• **PROBLEM DETAILS**
Copy the data exactly; pictures stay out of the copy.

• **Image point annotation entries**
▬▬▬▬▬▬

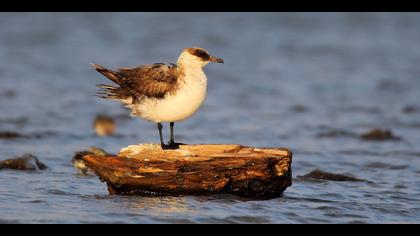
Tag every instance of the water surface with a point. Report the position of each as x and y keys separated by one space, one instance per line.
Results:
x=288 y=78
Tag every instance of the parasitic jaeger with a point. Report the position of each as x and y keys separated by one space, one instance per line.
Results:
x=161 y=92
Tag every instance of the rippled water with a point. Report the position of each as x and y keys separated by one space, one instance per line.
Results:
x=288 y=79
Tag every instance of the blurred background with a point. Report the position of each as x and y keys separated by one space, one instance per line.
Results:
x=317 y=83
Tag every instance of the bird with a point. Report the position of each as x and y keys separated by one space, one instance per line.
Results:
x=161 y=92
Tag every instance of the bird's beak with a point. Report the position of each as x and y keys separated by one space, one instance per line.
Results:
x=216 y=59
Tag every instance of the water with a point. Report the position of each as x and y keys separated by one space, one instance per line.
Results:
x=288 y=78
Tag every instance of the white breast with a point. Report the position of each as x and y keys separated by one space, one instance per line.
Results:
x=177 y=106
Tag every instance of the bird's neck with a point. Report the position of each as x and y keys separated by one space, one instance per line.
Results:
x=191 y=71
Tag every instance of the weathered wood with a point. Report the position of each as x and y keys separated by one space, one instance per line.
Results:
x=195 y=169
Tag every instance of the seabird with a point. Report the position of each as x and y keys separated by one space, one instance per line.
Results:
x=161 y=92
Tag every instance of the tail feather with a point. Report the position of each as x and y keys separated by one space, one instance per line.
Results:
x=112 y=75
x=110 y=92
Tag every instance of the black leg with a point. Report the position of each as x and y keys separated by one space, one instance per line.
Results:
x=172 y=139
x=160 y=134
x=164 y=146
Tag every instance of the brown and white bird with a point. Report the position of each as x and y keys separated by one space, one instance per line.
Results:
x=161 y=92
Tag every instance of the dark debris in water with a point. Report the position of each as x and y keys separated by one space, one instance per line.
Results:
x=9 y=135
x=299 y=108
x=380 y=165
x=6 y=134
x=411 y=109
x=322 y=175
x=379 y=135
x=336 y=133
x=24 y=162
x=79 y=163
x=15 y=120
x=8 y=93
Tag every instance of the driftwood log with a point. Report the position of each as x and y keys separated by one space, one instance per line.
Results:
x=148 y=170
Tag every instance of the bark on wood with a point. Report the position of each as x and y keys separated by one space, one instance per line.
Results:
x=194 y=170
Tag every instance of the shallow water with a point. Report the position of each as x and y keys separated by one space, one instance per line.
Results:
x=288 y=79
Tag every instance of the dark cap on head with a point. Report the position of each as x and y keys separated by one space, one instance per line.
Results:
x=203 y=54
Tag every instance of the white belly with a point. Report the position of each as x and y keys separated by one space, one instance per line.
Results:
x=173 y=107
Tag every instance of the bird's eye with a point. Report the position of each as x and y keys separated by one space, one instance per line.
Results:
x=201 y=54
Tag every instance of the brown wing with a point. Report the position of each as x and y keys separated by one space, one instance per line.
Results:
x=153 y=81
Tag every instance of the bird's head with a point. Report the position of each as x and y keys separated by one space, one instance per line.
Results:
x=197 y=57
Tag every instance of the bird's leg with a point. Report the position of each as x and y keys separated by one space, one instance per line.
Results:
x=160 y=134
x=164 y=146
x=172 y=141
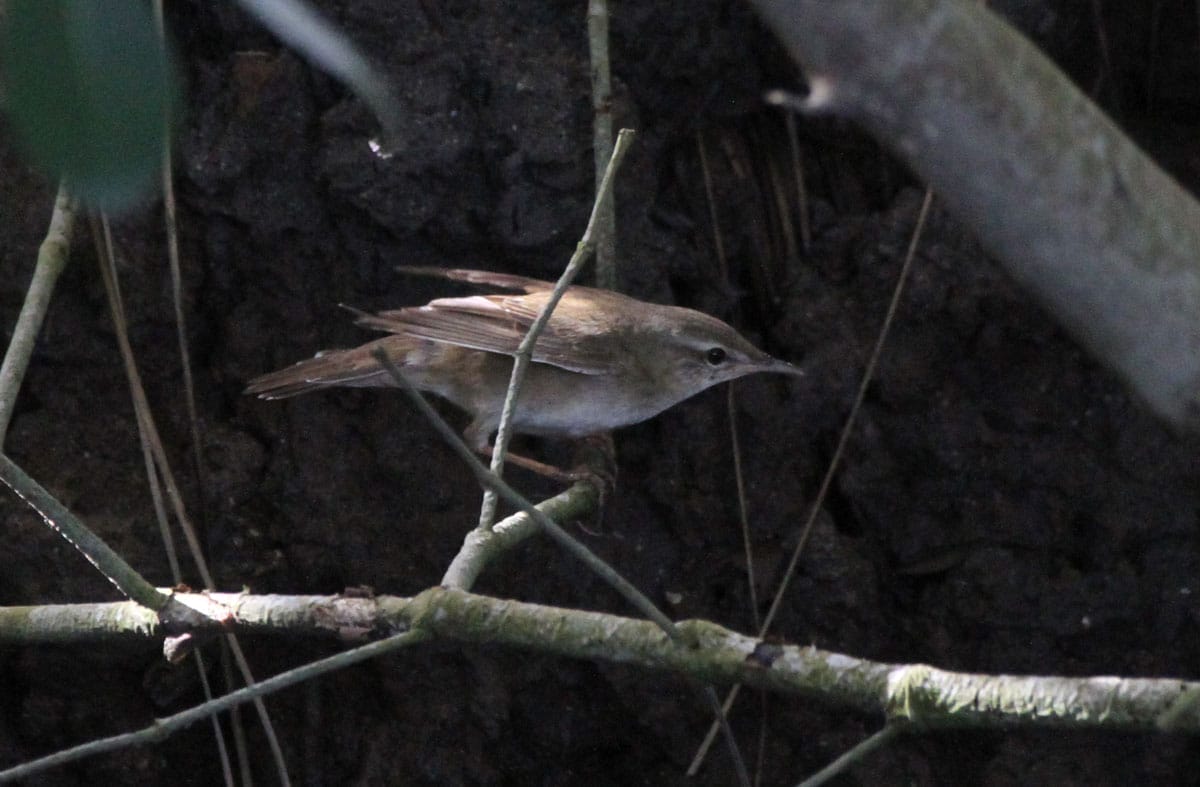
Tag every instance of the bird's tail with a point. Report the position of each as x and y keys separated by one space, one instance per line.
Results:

▬▬▬▬▬▬

• **RIGHT ANSWER**
Tag every instance of the water surface with a point. Report the position of each as x and y keys separated by one space, one instance per line.
Results:
x=288 y=78
Tag every instance of the parasitic jaeger with a point. Report the position of each as x and y keys separated by one space, one instance per line.
Results:
x=161 y=92
Tag every instance of the rippled water with a point. Report the position of each as x and y keys separated by one space, one instance per line.
Results:
x=288 y=79
Tag every instance of the blurred background with a point. Report the position of each as x and y keys separated by one space, one instance per line.
Results:
x=317 y=83
Tag every instance of the bird with a point. Report the position of each as x and y keys separated by one space, one instance per line.
Results:
x=161 y=92
Tag every instance of the bird's beak with a point. Report the position of each as x and y keys separated by one space, one instance per line.
Results:
x=216 y=59
Tag every instance of the water with a point. Report the position of each as x and y keys separated by one space, one instance per line.
Results:
x=288 y=78
Tag every instance of the white breast with a point. Report the position of each as x and y keys separated by one space, one instance per line.
Results:
x=177 y=106
Tag every instance of the bird's neck with a point. Report the position of each as x and y keys separated by one space, one instance per line.
Results:
x=191 y=71
Tag every instance of the weathered wood with a point. Report the position of each as x and y keys separated by one space, one instance per line.
Results:
x=195 y=169
Tag every instance of the seabird with a point. Report the position of each as x and y keys separated by one space, one instance per line.
Results:
x=161 y=92
Tag every instance of the tail feather with a point. Report the position of each as x and y keys separated by one space, one instance per line.
Results:
x=112 y=75
x=110 y=92
Tag every instance of the black leg with a point. Report the position of each as x and y keys separated by one space, one instance per line.
Results:
x=172 y=139
x=160 y=134
x=164 y=146
Tag every instance of the brown and white bird with a point. Report the position of each as x and y keys separated by one space, one instance per line.
Results:
x=161 y=92
Tag every instance of the dark debris in water with a point. Report the position of each as x and y keys separated by one space, one instance per line.
Results:
x=9 y=135
x=299 y=108
x=380 y=165
x=6 y=134
x=411 y=109
x=322 y=175
x=379 y=135
x=336 y=133
x=24 y=162
x=79 y=163
x=15 y=120
x=8 y=93
Tag every instance of the driftwood log with a point. Report the position of each as x and y keys separated by one space, one instance per line.
Results:
x=148 y=170
Tag every instance of the bark on wood with a point. Report the position of each as x and y keys separated by one space, one instance per line.
Results:
x=194 y=170
Tag every instance of the shallow water with a point. Report the position of each as x and y keys separated by one space, one instance per line.
Results:
x=288 y=79
Tag every instance of the dark cap on head with a point. Report the position of each as x and y keys separated by one space, one instance per line.
Results:
x=203 y=54
Tag every instance of the white belly with a point. Report the position of each as x and y keys separated by one space, one instance per line.
Results:
x=173 y=107
Tag every instance of the bird's eye with a point. Report the position of each as x and y keys separated by one space, one instance per line.
Results:
x=201 y=54
Tag every instance of the brown wing with a point. Report the position of each as x and y keys separated by one space, one instance per line.
Results:
x=153 y=81
Tag every instance of the bird's head with a point. Report the position of each as x and y keys separated by one space, one instance per line.
Results:
x=197 y=57
Tag every instance of the bird's leg with a point. Report the position of each as x and y keys separated by one space, one instance per line.
Results:
x=160 y=134
x=164 y=146
x=172 y=141
Tag every instance of the bird's tail with a point. Report the position of each as x and y keys separated by one space, one instance per line.
Results:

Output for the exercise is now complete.